As of fiscal year end, there were no off-standing borrowings under our new $500,000 revolving line of credit and we have no debt. Looking back on fiscal 2024, I did mention that I thought Q3 and Q4 would be pretty clean and that they would give us an opportunity to demonstrate the profit and cash flow potential of the business. We do believe this has played out well and has served to validate our thesis for profit expansion as the platform revenue becomes a larger and larger component of our overall revenue mix. As we look ahead to fiscal 2025, I will note that our early use shows some softness in Q1 ARR growth. Some of this has to do with the seasonality in B2C ARR, which slows in the summer months, and some of this is in our B2B ARR, where we are experiencing longer sales cycles.

That said, we still have some time left in the quarter, and our pipelines remain strong. B2C revenue has already started picking up in September. Overall, the profit profile and potential for the business has not changed. We believe we remain on track to deliver long-term value to our shareholders. I’ll now turn the call back to Roy. Roy?

**RECORDED INFORMATION**

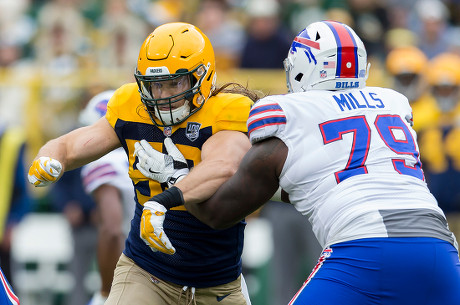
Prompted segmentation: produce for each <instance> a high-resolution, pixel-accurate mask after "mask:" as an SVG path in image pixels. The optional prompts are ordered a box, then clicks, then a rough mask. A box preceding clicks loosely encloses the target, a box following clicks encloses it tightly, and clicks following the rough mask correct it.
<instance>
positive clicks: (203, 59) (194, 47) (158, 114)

**ACTIVITY LIST**
1. Retype the earnings call excerpt above from "That said, we" to "to Roy. Roy?", inclusive.
2. Write the next part of the earnings call excerpt, starting right after its last line.

**RESPONSES FOR EACH TASK**
1.
That said, we still have some time left in the quarter, and our pipelines remain strong. B2C revenue has already started picking up in September. Overall, the profit profile and potential for the business has not changed. We believe we remain on track to deliver long-term value to our shareholders. I’ll now turn the call back to Roy. Roy?

2.
Roy Olivier: Thanks, Bill. As I mentioned before, in many ways, it was a transformational year for research solutions. The two acquisitions increased our total addressable market through providing us with [discovery] (ph) tools, analysis tools, and a new revenue segment with the B2C business. In addition, Scite brought unique capability with the AI assistant, full-text search capability of STM content, the Scite badge, and supporting and contrasting snippets, all of which help researchers better evaluate research and further strengthen our overall value proposition. Moving forward, some of these changes will impact the seasonality of the business. The B2C revenue segment, which is over 30% of the ARR, is impacted by the academic calendar.

A large portion of that business is driven by students who tend to take the summer and part of December and January off, which impacts our churn and sign-up rates in that business. Turning to the B2B side of the business, academic enterprise sales is largely driven by budget cycles of universities. Those institutions typically budget and buy at two points during the year covering the December to January and June and July periods. B2B academic is the strongest year-over-year growth segment within Research Solutions. In FY ‘25, we are deliberately splitting our single sales team into a corporate team and an academic team as we have broader product offerings to support higher growth in the academic segment. We will continue to innovate, offering new products, and rolling out new features across our Article Galaxy, Article Galaxy Scholar, and Scite platforms.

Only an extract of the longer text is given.